* Begin Input *

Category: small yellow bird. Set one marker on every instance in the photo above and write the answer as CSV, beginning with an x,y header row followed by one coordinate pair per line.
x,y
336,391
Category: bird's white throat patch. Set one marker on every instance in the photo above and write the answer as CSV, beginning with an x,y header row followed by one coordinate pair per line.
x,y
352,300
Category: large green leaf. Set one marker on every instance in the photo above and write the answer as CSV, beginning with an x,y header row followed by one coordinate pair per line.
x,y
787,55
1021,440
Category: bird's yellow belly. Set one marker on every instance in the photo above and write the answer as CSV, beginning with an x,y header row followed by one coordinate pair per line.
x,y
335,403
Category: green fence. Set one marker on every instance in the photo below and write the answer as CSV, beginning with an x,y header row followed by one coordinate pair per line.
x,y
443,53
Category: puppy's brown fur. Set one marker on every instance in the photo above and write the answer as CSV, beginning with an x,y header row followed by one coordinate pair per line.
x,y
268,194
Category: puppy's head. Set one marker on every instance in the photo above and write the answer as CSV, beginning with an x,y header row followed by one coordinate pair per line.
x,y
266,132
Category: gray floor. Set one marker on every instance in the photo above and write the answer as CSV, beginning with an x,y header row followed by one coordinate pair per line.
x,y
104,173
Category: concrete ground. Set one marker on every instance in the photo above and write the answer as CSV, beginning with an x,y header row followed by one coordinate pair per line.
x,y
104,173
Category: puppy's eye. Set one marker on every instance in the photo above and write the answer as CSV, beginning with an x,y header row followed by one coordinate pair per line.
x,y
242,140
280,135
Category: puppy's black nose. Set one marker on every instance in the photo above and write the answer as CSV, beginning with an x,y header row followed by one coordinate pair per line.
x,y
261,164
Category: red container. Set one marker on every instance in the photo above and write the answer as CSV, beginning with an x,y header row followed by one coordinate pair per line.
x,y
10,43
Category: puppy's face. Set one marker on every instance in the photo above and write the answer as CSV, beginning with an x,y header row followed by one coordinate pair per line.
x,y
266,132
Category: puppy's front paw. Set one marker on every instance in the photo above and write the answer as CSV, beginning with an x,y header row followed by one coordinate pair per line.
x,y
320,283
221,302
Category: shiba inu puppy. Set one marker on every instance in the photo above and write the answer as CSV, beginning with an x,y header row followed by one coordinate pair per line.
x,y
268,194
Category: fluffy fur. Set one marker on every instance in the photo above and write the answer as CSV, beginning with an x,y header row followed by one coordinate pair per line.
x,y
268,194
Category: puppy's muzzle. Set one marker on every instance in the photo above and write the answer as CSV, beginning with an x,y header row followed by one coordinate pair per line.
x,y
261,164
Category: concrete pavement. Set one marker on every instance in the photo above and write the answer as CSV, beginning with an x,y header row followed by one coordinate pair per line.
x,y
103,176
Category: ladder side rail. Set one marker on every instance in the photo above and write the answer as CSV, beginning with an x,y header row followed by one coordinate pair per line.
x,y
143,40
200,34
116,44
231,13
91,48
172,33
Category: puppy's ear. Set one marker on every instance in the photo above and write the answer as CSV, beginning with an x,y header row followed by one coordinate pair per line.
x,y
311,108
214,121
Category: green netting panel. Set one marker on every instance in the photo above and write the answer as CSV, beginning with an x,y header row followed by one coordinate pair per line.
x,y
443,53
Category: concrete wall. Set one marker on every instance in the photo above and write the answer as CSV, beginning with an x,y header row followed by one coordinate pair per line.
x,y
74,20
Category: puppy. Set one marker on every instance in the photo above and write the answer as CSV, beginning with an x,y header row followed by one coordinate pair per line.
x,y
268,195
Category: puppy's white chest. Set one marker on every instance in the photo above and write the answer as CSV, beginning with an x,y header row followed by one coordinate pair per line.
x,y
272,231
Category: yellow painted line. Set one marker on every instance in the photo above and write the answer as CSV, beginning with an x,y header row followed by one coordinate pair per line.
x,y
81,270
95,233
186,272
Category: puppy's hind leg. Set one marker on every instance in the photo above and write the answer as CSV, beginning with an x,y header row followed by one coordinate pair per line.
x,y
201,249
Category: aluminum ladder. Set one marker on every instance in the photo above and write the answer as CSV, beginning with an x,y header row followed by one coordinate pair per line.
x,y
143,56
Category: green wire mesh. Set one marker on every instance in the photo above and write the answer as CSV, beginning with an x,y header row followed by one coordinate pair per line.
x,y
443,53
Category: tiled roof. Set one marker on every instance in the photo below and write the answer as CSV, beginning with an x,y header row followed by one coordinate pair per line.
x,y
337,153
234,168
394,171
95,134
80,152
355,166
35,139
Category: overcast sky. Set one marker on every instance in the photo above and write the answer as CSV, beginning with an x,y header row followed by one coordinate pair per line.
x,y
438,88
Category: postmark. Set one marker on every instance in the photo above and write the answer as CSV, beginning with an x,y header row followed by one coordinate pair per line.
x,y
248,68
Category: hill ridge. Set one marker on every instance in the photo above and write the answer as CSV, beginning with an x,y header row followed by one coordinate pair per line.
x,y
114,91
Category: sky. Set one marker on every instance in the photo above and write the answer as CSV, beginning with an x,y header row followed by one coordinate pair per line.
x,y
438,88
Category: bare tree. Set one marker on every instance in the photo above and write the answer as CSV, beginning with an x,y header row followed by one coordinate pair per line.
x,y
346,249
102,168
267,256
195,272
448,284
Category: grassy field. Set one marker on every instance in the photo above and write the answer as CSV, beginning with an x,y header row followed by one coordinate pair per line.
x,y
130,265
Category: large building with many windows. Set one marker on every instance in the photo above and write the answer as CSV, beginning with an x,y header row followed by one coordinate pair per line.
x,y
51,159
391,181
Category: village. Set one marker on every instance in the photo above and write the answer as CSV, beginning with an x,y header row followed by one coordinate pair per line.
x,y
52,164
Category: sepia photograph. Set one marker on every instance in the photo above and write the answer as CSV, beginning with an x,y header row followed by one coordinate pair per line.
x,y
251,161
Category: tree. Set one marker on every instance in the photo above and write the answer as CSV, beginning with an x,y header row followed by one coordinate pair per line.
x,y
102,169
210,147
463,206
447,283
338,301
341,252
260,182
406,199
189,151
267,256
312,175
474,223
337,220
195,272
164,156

* End Input *

What to work on> Transcribe all the entries, keeping each one exactly as it is.

Exercise result>
Category: small yellow bird. Set one marker on every instance in the photo above and write the answer as CSV, beginning with an x,y header row followed by one coordinate pair per line.
x,y
336,391
Category: bird's white throat patch. Set one marker on every instance in the photo above and write the answer as CSV, beginning with an x,y header row followed by one coordinate pair per line.
x,y
352,300
Category: large green leaf. Set one marker on every instance in the photo above and write the answer as CSV, beginning with an x,y header row followed by one coordinate pair per line.
x,y
787,55
1021,440
Category: bird's yellow belly. Set one marker on every instance in the photo above and write the answer as CSV, beginning with an x,y header row followed by one coordinate pair per line.
x,y
335,403
Category: green fence. Set one marker on every instance in the photo below and write the answer as CSV, beginning with an x,y header row followed by one coordinate pair per line.
x,y
443,53
Category: puppy's brown fur. Set one marker on every instance in the photo above and write the answer as CSV, beginning with an x,y header row followed by one coordinate pair per line.
x,y
268,194
Category: puppy's head. Set one marker on every instance in the photo above and write the answer as CSV, beginning with an x,y header row followed by one coordinate pair per line.
x,y
266,132
Category: gray floor. Set one marker on every instance in the photo above and write the answer as CSV, beginning with an x,y header row followed by one coordinate pair per line.
x,y
104,173
Category: concrete ground. Set one marker on every instance in the photo above and write the answer as CSV, beginning with an x,y header row followed by one coordinate pair per line.
x,y
104,173
Category: puppy's eye. Set one marker on every instance in the photo above and write the answer as CSV, beginning with an x,y header row followed by one coordinate pair per line.
x,y
242,140
280,135
Category: puppy's black nose. Set one marker on every instance in the photo above and write the answer as CSV, beginning with an x,y header row followed by one coordinate pair per line.
x,y
261,164
Category: red container. Set one marker on every instance in the photo above and write the answer as CSV, beginning with an x,y header row followed by one coordinate pair per line.
x,y
10,43
Category: puppy's face. Set one marker on every instance in the photo above and write the answer as CSV, beginning with an x,y header row followed by one coordinate pair per line.
x,y
266,132
Category: puppy's front paw. Set one marker on every instance in the photo above and write the answer as CSV, beginning with an x,y header row followed by one coordinate pair per line.
x,y
320,283
221,302
Category: shiba inu puppy. Set one marker on every instance in the photo above and write the answer as CSV, beginning with an x,y header row followed by one coordinate pair per line.
x,y
268,194
Category: fluffy fur. Set one marker on every instance in the photo above and write the answer as CSV, beginning with an x,y header row followed by one coordinate pair per line.
x,y
268,194
Category: puppy's muzzle. Set one marker on every instance in the photo above and write the answer as CSV, beginning with an x,y header row followed by one coordinate pair per line.
x,y
261,164
Category: concrete pavement. Set one marker on every instance in the photo above and write the answer as CSV, beginning with an x,y header row followed by one coordinate pair per line.
x,y
103,176
Category: ladder side rail. Set one marker on every instance in the photo above and write the answer as CSV, beginning with an x,y header row followed by one coordinate pair per line.
x,y
143,40
200,34
116,44
231,13
91,48
172,33
Category: puppy's ear. Set one marker on every instance in the photo above and write the answer as CSV, beginning with an x,y header row followed by one coordinate pair per line.
x,y
311,108
214,121
Category: green netting panel. Set one marker on every instance in the photo above and write the answer as CSV, beginning with an x,y header row followed by one coordinate pair per line.
x,y
443,53
Category: concrete wall. Set one marker on every instance in the photo above and write the answer as CSV, beginning with an x,y header row followed by one coordinate pair per line.
x,y
74,20
Category: puppy. Set one marker on every instance in the photo above and write the answer as CSV, beginning with an x,y header row followed by one coordinate pair per line.
x,y
268,195
Category: puppy's white chest. Set one marker on every instance in the photo above and write the answer as CSV, beginning with an x,y header row followed by one coordinate pair per line.
x,y
272,231
Category: yellow painted line. Set one marker on every instance in the photo above and write the answer as CSV, beginning with an x,y header row followed by one coordinate pair per line.
x,y
81,270
95,233
186,272
Category: puppy's hind leg. Set one marker on every instance in the photo above and write the answer as CSV, beginning with an x,y header row followed by one coordinate pair per line.
x,y
201,249
Category: aluminum ladder. Set one marker on every instance in the photo above and write the answer as CSV, beginning with an x,y header row followed by one coordinate pair per line.
x,y
143,56
Category: green wire mesh. Set one marker on every instance in the photo above and write the answer as CSV, beginning with an x,y header row followed by one coordinate pair per line.
x,y
443,53
Category: tiled roof. Set one marker on every instance in the photo below and write the answer as CSV, beginning with an x,y header row followed by one coordinate pair per line.
x,y
337,153
234,168
394,171
95,134
80,152
355,166
35,139
Category: overcast sky. Set one marker on every instance in the photo above and write the answer as CSV, beginning with an x,y header row followed by one coordinate pair per line.
x,y
438,88
Category: postmark. Set one marker on every instance in the photo above and write the answer as CSV, beginning with an x,y header row followed by one coordinate pair per line.
x,y
248,68
Category: hill ridge. Set one marker on every instance in the photo above and write the answer as CSV, beginning with an x,y header row followed by one coordinate pair per line.
x,y
114,91
Category: sky. Set one marker on every instance in the photo above and write the answer as CSV, beginning with an x,y header row followed by one coordinate pair per line.
x,y
438,88
Category: bare tree. Set one marker on every instance in the photo above and write the answer as CSV, beginning with an x,y header row followed by one coordinate pair per line.
x,y
346,249
102,168
267,256
195,272
448,284
Category: grassy field. Set one marker on every instance in the photo above and write the answer as CSV, beginning with an x,y header row followed by one coordinate pair per line.
x,y
130,265
Category: large building with many windows. Set one marker on every instance in the photo above and write the answer as CSV, beginning with an x,y header row followed by one coordinate pair per line.
x,y
51,159
391,181
Category: village. Set one marker on every instance in the photo above and write the answer as CSV, beginning with an x,y header row followed by one coordinate pair per line.
x,y
52,164
Category: sepia photograph. Set one marker on every instance in the photo above and write the answer as CSV, beginning with an x,y header row followed by one coordinate pair per line.
x,y
251,161
Category: tree. Set one marker on every instance in the photo above and write the answer as CSV, beginning with an x,y header row followed by one coordinate pair per line.
x,y
102,169
210,147
463,206
447,283
338,301
341,252
260,182
406,199
189,151
267,256
312,175
474,223
337,220
195,272
164,156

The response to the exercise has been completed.